#### What needs to be done:
Through the end of the data below, output every line exactly, beginning with the line that contains "Phrase: blue sky".

#### Information supplied:
- Opening Delimiter -
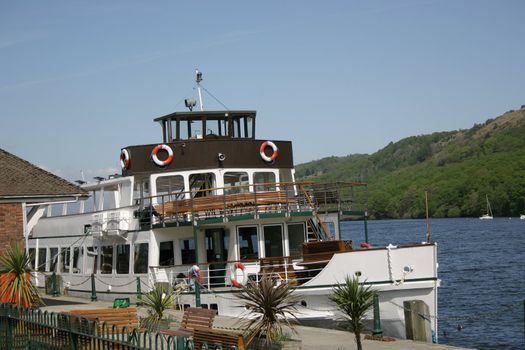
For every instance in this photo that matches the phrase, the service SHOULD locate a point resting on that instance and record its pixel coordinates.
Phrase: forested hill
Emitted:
(457, 168)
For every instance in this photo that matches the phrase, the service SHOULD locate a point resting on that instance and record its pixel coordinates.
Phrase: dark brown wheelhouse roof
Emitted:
(24, 182)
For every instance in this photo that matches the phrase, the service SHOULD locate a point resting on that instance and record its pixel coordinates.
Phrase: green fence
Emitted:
(33, 329)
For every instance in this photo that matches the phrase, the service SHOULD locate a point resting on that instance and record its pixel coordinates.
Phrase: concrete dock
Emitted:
(311, 337)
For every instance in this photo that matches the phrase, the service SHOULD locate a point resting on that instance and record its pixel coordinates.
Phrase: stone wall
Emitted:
(11, 224)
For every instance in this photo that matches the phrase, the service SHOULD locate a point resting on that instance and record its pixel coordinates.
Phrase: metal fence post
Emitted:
(139, 292)
(93, 288)
(378, 331)
(54, 284)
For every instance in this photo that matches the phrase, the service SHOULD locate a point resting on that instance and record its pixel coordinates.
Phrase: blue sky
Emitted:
(81, 79)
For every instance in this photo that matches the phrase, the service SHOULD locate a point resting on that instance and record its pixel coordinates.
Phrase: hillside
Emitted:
(457, 168)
- Closing Delimiter -
#### Result of the task:
Phrase: blue sky
Emitted:
(81, 79)
For every instance in this photo that matches the phrase, the service SHOULD locate a point resting on that instance and record its pixel coordinates.
Phrase: hillside
Emitted:
(457, 168)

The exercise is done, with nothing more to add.